Passage:
In lieu of an abstract, here is a brief excerpt of the content:

Reviewed by:
  • Enforcing the English Reformation in Ireland: Clerical Resistance and Political Conflict in the Diocese of Dublin, 1534–1590
  • Ian Hazlett
Enforcing the English Reformation in Ireland: Clerical Resistance and Political Conflict in the Diocese of Dublin, 1534–1590. By James Murray. [Cambridge Studies in Early Modern British History.] (New York: Cambridge University Press. 2009. Pp. xvi, 353. $108.00. ISBN 978-0-521-77038-5.)

This is a new, profoundly researched, highly disciplined, and thoughtful study on efforts to both implant and repudiate the Protestant Reformation in sixteenth-century Ireland. It emerges from the wave wash of new approaches, activated in the 1970s, to what was a sterile topic not helped by failed, mono-causal explanations of failure. Originating as a doctoral thesis, the book has evolved over about fifteen years. Hence its depth and finesse—yielding a research outcome that will be hard to match in current circumstances of increasingly tight completion plans. Another benefit of the study is its “deliberately old-fashioned narrative form” (p. 18). Happily, this means departure from the virtual norm in historiography in recent generations—the sacrifice of form to content. Here, one has not only history proper and analysis but also a lively narrative—episodic, full of human interest and suspense, but earthed in factual evidence. The sources are chiefly church and government records, as most of the parochial sources crucial to regional micro-studies are not extant in Ireland.

The focus is on the keyword enforcing and the English enforcers, be they viceroys, lord-deputies, archbishops, or deans of Dublin. The task was Sisyphean. James Murray zooms in on responsible clergy and administrators down the chain of command. They were “English Irish,” the old colonial English residing in the gated community of the “Pale”—Ireland’s Cape Colony, as it were, that was antipathetic to the conquered but unpacified Gaelic Irish majority outside it. The narrative delineates the zigzags of different strategies born of frustration and exasperation. In the Pale, the new ecclesio-political problems were acute following various responses to government policies. There was formal conformity, grudging compliance, and semi-acceptance of a new bottle that retained the old wine, so that Catholic piety survived. There was also nonconformity, dissidence, recusancy, and increasing Catholic reaffirmation and confession. Catholic revivalism seems to have been nourished partly by the Elizabethan Protestant drive to command more obedience and partly by the impetus of Tridentine reform, usefully aided by some martyrs’ blood.

Short exercise: Return everything in the review above from "In lieu of an" down to "353. $108.00. ISBN 978-0-521-77038-5.)", copied word for word.

Data entries:
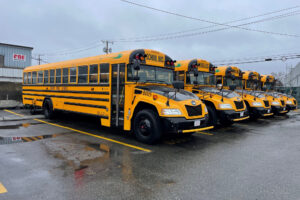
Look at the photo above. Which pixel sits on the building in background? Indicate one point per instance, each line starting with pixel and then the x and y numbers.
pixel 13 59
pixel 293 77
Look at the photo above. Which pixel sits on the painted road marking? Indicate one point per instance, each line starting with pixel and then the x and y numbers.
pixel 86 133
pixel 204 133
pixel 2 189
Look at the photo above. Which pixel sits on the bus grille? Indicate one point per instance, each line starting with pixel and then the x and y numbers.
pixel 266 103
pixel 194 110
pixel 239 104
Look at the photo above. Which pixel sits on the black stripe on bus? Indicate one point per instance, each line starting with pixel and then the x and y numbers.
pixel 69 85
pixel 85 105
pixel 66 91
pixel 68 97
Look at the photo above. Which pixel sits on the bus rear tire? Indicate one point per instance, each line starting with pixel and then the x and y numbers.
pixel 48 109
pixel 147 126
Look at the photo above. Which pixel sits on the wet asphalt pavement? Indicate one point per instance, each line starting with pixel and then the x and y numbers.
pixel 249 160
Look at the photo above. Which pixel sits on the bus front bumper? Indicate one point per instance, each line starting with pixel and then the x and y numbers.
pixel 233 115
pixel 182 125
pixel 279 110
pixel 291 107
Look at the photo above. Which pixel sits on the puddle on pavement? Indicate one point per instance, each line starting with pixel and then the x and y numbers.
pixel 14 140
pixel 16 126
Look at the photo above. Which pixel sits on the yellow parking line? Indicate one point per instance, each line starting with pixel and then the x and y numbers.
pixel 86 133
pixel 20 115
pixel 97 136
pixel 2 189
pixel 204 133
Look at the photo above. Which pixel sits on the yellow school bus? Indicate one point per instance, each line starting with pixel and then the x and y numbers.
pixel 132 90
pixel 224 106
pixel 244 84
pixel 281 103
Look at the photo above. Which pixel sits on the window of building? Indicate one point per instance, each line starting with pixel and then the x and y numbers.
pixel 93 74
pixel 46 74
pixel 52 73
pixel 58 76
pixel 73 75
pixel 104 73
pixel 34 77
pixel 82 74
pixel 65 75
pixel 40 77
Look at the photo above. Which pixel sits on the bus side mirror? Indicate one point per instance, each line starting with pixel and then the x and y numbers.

==

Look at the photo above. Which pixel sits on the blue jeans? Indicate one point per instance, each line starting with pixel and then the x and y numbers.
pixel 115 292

Result of the exercise:
In lieu of an abstract, here is a brief excerpt of the content:

Reviewed by:
  • Enforcing the English Reformation in Ireland: Clerical Resistance and Political Conflict in the Diocese of Dublin, 1534–1590
  • Ian Hazlett
Enforcing the English Reformation in Ireland: Clerical Resistance and Political Conflict in the Diocese of Dublin, 1534–1590. By James Murray. [Cambridge Studies in Early Modern British History.] (New York: Cambridge University Press. 2009. Pp. xvi, 353. $108.00. ISBN 978-0-521-77038-5.)